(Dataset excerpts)
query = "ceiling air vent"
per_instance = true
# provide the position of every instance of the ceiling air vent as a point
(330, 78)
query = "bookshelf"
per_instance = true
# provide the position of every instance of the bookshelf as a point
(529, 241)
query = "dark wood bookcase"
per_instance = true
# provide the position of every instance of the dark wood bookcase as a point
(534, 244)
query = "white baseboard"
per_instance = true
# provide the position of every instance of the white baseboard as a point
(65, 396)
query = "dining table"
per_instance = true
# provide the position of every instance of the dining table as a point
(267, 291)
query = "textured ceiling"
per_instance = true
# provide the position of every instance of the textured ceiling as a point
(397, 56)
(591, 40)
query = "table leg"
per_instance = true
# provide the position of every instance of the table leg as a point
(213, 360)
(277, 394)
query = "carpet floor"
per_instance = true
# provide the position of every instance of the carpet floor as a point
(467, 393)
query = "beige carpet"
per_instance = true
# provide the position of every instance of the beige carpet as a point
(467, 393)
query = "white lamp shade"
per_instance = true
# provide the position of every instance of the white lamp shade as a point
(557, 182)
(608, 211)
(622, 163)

* Exercise description *
Each record is to be transcribed exactly and in full.

* Solution for this task *
query = "ceiling air vent"
per_instance = true
# provide the position of every instance of the ceiling air vent as a point
(330, 78)
query = "bookshelf"
per_instance = true
# provide the position of every instance of the bookshelf as a point
(529, 241)
query = "dark wood bookcase"
per_instance = true
# provide the position of every instance of the dark wood bookcase as a point
(534, 244)
query = "white baseboard"
per_instance = true
# provide the position of every instance of the white baseboard as a point
(65, 396)
query = "dining table"
per_instance = true
# provide the position of every instance of the dining table as a point
(267, 291)
query = "textured ceiling"
per_instance = true
# provide the position of every instance of the textured ceiling as a point
(397, 56)
(591, 40)
query = "table leg"
per_instance = true
# provide the position of every instance of the table leg as a point
(213, 360)
(277, 394)
query = "carpet floor"
per_instance = true
# provide the position of every instance of the carpet floor as a point
(467, 393)
query = "beige carpet"
per_instance = true
# provide the position of every instance of the beige carpet as a point
(467, 393)
query = "white lamp shade"
per_instance = true
# provide the position of every instance of the white lamp shade as a point
(557, 182)
(608, 211)
(622, 163)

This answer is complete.